╭─ Available records

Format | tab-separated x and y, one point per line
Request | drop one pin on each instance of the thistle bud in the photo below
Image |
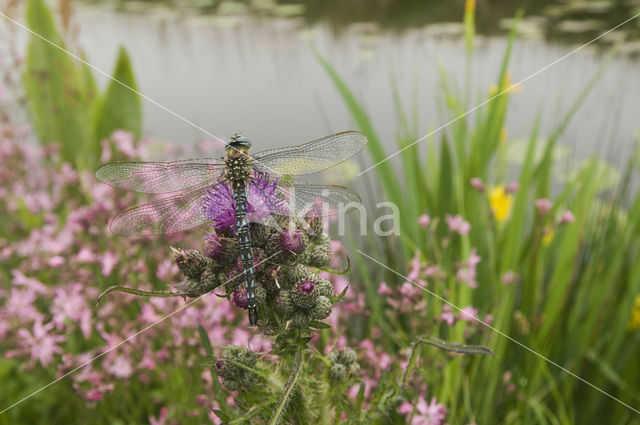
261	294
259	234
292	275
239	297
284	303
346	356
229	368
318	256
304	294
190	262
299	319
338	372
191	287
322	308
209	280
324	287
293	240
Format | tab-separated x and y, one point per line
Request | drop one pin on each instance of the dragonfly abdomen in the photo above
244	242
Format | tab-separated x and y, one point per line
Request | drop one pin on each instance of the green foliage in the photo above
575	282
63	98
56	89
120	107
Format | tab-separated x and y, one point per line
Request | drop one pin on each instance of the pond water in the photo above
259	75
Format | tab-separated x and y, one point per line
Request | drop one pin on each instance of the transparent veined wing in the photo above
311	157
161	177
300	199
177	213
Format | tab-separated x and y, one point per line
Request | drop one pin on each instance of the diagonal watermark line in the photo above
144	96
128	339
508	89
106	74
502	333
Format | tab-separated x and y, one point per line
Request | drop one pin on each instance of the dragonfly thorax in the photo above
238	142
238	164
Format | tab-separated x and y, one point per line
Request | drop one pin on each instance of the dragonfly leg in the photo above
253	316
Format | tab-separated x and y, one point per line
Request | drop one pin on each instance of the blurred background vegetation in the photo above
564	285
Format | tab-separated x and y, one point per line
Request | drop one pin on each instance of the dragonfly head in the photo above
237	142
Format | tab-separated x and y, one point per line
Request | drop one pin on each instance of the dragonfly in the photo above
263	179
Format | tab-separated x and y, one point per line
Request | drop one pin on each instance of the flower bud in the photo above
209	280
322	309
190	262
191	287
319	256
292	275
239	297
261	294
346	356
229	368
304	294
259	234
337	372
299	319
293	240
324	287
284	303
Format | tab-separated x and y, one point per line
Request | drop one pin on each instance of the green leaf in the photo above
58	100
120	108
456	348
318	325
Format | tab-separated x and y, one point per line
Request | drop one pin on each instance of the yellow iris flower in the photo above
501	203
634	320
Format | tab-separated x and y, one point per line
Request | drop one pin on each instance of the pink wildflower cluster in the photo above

╰─

Brief: Please repeat the records above exactly, leaving every picture out.

Written answer:
Format | tab-separated x and y, one point per line
Request | drop one pin on each instance of the thistle bud in the photo below
Image |
261	294
259	234
292	275
239	297
284	303
346	356
229	368
318	256
304	294
190	262
299	319
338	372
191	287
322	308
209	280
324	287
293	240
Format | tab-separated x and y, one point per line
Request | drop one pin on each instance of the dragonfly abdomen in the photo above
244	242
Format | tab-separated x and y, one point per line
Request | drop one pin on each instance of the green foliage in the photo above
575	282
63	98
56	89
120	107
Format | tab-separated x and y, one point per line
Request | drop one pin on each instance of the pond water in the photo above
259	75
Format | tab-separated x and y, one point per line
Request | drop one pin on each instance of the transparent veined wing in the photo above
311	157
161	177
300	199
177	213
Format | tab-separated x and y, one point per line
Request | drop one pin on each instance of the diagonal watermark line in the photo above
144	96
128	339
508	89
106	74
502	333
Format | tab-separated x and y, one point per line
Request | drop one pin on each instance of the dragonfly thorax in the photo above
238	142
238	164
Format | tab-separated x and y, one point per line
Request | drop one pin on each instance of the dragonfly leg in the photo above
253	316
Format | tab-separated x and y, one point per line
Request | drop one pin on each instance of the blurred background vegetation in the photo above
564	285
Format | tab-separated x and y, one point per line
Request | drop one pin on each instance of the dragonfly head in the photo above
237	142
Format | tab-separated x and y, one point per line
Request | drop one pin on each instance of the dragonfly in the photo above
263	179
Format | tab-separated x and y, one point per line
Request | drop one pin on each instance of the flower bud in the photo above
209	280
322	309
190	262
191	287
319	256
292	275
239	297
261	294
346	356
229	368
304	294
259	234
337	372
299	319
293	240
324	287
284	303
Format | tab-separated x and y, one point per line
Request | drop one pin on each instance of the green leaf in the photo above
58	100
120	108
456	348
318	325
Format | tab-separated x and y, one point per line
Request | drop one pin on each instance of the yellow iris flower in the photo above
501	203
634	320
Format | tab-separated x and y, one point per line
Request | drop one pin on each instance of the pink wildflower cluster in the photo above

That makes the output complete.